[Segmentation dataset rows]
........

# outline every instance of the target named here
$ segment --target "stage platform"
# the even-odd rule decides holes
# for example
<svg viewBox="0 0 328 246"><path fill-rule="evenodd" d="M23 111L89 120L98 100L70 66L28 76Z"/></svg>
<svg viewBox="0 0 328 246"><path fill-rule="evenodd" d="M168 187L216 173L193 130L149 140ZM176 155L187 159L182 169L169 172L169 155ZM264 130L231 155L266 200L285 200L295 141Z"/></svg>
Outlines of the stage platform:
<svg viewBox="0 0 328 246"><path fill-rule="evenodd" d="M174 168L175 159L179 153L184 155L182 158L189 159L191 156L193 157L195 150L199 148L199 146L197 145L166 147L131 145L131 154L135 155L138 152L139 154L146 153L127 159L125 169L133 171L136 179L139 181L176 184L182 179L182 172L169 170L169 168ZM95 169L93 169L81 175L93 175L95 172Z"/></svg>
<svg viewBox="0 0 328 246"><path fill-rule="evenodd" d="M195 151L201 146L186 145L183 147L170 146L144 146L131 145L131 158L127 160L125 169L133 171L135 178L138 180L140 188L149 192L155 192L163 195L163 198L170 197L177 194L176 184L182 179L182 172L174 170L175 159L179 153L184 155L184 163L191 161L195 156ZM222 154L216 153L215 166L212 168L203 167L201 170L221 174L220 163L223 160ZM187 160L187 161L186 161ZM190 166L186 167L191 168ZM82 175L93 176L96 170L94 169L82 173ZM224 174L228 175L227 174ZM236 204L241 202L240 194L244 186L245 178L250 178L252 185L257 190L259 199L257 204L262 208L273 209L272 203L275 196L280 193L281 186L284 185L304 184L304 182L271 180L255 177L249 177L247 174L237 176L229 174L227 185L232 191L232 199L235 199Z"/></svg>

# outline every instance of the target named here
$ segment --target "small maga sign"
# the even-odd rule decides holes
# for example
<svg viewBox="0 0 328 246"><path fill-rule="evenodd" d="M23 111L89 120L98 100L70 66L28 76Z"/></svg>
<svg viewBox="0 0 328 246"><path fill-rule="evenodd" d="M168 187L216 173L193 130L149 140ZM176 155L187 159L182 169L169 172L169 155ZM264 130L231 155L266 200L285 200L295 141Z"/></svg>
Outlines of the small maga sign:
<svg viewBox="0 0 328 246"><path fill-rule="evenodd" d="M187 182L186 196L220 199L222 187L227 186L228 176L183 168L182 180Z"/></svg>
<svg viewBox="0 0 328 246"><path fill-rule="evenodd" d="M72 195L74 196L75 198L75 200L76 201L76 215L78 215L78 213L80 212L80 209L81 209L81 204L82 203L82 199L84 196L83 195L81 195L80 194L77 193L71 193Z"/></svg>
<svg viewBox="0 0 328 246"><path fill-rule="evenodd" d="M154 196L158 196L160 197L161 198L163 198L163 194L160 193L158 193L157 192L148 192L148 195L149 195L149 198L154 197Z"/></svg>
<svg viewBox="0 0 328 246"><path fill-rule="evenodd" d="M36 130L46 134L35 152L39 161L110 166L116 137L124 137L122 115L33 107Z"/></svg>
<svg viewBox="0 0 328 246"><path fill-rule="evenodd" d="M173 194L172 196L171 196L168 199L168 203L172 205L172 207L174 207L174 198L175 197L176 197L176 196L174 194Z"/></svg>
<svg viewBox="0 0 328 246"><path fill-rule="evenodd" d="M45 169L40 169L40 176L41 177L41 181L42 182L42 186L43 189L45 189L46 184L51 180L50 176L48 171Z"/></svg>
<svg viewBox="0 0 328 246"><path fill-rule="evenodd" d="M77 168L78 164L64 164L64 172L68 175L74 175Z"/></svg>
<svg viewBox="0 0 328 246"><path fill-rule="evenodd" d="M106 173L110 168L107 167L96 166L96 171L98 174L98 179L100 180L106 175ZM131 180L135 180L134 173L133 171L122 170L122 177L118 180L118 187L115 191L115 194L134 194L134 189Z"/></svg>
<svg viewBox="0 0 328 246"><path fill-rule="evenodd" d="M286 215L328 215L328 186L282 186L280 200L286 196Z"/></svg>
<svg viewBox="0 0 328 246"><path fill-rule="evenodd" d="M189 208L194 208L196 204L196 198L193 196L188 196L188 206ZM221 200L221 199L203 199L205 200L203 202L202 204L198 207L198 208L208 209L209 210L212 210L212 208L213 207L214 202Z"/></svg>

........

TASK INSTRUCTIONS -> Rewrite the stretch from the start of the rows through the line containing "168L175 159L179 153L184", replacing "stage platform" with "concert stage" and leaving everything else the same.

ANSWER BELOW ->
# outline every instance of the target named here
$ segment --target "concert stage"
# the even-odd rule decides holes
# for example
<svg viewBox="0 0 328 246"><path fill-rule="evenodd" d="M23 111L89 120L98 100L70 66L28 76Z"/></svg>
<svg viewBox="0 0 328 246"><path fill-rule="evenodd" d="M168 187L216 173L193 130L149 140ZM176 155L187 159L182 169L169 172L169 155ZM264 130L231 155L266 200L285 200L295 141Z"/></svg>
Outlines of the concert stage:
<svg viewBox="0 0 328 246"><path fill-rule="evenodd" d="M174 168L175 159L179 153L184 155L182 158L189 159L191 156L193 157L195 150L199 148L199 146L197 145L166 147L131 145L131 154L135 155L138 152L139 154L146 153L127 159L125 169L133 171L136 179L139 181L176 184L182 179L182 172L169 170L169 168ZM95 169L93 169L81 175L93 175L95 172Z"/></svg>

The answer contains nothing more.